- [Set problem]
Reproduce all of the data below line for line, without changing anything, and leave the pictures out of your answer.

- [Record excerpts]
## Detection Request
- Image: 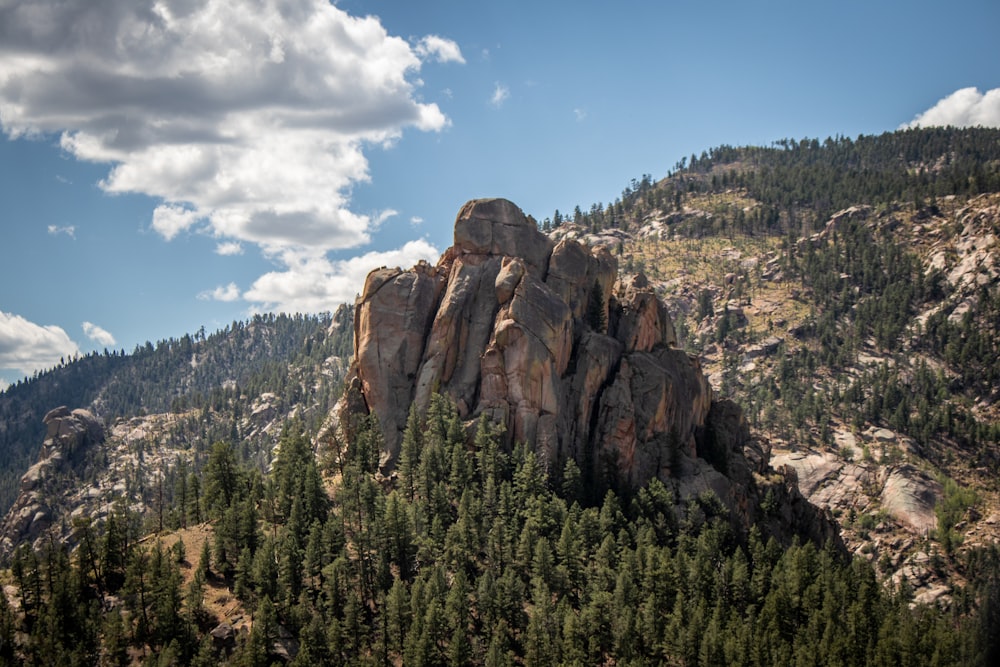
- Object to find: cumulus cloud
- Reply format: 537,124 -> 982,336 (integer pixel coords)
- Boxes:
198,283 -> 240,302
243,239 -> 440,313
0,311 -> 80,375
83,322 -> 115,347
49,225 -> 76,239
0,0 -> 464,306
215,241 -> 243,257
416,35 -> 465,65
490,81 -> 510,109
901,88 -> 1000,129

- [Result of this task]
## Detection Request
- Image: 
- Object to find: cumulus cloud
- Reply format: 537,124 -> 982,336 (integer pixel coords)
- Boxes:
198,283 -> 240,302
243,239 -> 440,313
0,311 -> 80,375
83,322 -> 115,347
49,225 -> 76,239
0,0 -> 464,306
215,241 -> 243,257
416,35 -> 465,65
490,81 -> 510,109
901,88 -> 1000,129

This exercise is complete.